Segmentation mask data
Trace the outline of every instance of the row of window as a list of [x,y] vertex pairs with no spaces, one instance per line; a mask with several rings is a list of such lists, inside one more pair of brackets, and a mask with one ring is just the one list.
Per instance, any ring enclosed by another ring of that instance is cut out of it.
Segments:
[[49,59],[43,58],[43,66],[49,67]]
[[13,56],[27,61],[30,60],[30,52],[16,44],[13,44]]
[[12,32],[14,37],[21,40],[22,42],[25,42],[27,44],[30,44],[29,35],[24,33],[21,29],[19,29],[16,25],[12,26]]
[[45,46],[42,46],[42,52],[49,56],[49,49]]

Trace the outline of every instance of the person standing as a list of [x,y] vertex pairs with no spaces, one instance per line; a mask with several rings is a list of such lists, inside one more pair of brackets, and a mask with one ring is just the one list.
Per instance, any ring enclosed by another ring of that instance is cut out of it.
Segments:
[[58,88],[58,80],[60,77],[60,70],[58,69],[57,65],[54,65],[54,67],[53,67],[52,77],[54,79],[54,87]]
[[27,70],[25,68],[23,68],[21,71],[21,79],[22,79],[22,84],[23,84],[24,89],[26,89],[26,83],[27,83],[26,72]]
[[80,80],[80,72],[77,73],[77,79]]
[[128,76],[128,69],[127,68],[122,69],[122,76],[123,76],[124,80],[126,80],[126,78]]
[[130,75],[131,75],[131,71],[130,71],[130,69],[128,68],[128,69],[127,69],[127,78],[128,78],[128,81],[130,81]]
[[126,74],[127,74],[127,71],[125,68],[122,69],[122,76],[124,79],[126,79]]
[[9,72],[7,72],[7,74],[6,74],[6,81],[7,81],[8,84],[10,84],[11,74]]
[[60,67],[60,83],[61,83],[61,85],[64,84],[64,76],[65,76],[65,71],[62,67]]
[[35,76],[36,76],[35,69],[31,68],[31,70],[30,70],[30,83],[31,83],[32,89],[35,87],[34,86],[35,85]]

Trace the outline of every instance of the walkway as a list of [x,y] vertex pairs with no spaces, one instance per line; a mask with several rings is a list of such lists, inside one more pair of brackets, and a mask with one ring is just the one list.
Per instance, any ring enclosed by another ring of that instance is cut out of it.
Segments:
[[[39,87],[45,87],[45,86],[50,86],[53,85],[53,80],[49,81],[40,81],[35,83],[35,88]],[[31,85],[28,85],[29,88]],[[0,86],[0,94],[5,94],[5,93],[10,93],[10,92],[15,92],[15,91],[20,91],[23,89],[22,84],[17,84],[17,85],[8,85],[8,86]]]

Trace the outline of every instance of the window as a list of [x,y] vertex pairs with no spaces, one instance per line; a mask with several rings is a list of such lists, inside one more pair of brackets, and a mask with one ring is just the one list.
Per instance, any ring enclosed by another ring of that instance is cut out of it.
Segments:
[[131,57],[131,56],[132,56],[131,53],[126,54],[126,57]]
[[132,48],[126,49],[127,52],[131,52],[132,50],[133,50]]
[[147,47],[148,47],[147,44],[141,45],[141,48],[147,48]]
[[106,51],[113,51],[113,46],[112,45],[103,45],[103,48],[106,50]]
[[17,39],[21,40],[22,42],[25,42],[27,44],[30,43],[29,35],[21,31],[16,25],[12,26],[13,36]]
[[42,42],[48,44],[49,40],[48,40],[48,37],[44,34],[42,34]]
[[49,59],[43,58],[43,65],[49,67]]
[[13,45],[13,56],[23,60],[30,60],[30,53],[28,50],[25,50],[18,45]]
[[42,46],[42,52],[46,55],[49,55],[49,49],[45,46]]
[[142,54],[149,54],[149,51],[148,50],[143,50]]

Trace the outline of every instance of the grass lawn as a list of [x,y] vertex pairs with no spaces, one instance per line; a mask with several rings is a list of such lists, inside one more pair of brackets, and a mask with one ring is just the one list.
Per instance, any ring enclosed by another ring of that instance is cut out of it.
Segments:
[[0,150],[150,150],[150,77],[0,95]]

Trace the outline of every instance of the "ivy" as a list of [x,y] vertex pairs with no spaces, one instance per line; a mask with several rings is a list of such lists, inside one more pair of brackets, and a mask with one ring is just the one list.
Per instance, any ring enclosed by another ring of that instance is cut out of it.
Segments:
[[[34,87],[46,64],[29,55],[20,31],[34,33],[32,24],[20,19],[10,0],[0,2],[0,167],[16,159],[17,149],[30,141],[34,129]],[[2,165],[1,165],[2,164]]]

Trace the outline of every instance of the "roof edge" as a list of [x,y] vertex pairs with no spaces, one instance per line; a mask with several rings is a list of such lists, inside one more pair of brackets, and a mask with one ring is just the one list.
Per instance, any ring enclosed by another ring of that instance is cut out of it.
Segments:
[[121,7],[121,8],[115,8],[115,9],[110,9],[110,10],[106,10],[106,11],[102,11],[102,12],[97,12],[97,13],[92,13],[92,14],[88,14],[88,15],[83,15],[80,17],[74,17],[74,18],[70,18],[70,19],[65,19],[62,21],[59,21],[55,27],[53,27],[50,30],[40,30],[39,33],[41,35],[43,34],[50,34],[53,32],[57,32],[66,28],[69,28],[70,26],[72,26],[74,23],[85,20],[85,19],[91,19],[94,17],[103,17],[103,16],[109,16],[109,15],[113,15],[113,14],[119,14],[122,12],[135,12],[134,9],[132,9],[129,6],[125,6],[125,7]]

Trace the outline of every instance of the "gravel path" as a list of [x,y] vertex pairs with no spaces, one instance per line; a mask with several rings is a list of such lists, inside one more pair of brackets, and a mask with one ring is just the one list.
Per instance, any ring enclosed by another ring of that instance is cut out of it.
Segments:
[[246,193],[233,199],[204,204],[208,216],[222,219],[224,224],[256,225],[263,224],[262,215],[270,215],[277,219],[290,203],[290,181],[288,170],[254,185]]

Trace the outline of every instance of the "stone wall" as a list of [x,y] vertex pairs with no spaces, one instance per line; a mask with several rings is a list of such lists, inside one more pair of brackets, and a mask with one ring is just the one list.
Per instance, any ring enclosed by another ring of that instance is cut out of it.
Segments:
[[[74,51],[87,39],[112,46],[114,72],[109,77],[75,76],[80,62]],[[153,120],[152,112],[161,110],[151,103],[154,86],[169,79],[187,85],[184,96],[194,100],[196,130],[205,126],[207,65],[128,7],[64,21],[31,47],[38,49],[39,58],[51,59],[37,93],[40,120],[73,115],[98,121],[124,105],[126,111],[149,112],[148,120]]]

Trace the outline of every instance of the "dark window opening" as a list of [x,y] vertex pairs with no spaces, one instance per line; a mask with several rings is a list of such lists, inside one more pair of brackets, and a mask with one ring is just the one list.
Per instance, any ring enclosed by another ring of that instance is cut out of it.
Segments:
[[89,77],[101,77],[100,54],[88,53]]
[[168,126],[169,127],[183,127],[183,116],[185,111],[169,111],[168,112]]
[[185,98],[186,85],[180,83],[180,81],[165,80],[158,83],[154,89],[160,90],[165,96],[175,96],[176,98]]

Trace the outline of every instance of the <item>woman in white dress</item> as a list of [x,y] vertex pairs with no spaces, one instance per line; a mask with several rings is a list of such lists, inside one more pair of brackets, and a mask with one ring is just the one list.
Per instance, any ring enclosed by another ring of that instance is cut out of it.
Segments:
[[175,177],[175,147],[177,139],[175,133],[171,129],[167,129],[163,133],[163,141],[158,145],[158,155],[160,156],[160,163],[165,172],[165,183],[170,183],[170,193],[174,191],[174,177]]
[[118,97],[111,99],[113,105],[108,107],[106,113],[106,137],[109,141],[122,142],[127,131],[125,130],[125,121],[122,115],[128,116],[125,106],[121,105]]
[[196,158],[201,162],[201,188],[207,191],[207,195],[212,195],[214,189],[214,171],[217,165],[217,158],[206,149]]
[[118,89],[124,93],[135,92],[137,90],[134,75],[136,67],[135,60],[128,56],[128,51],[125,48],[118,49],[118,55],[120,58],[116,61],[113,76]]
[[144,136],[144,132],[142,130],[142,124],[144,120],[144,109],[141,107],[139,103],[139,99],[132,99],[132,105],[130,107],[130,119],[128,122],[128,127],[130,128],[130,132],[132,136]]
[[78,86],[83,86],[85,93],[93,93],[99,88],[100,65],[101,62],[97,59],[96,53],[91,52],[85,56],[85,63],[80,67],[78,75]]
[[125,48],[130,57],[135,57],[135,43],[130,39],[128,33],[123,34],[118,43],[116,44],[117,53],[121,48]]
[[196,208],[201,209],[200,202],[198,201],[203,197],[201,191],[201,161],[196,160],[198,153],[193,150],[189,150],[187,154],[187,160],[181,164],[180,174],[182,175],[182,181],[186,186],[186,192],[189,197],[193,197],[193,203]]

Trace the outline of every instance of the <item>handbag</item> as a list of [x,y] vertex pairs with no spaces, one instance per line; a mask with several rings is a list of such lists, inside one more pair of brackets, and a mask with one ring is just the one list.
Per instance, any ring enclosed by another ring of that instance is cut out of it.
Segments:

Task statement >> How many lines of the data contain "item"? Work it out and give only the number.

Solution for this problem >> 2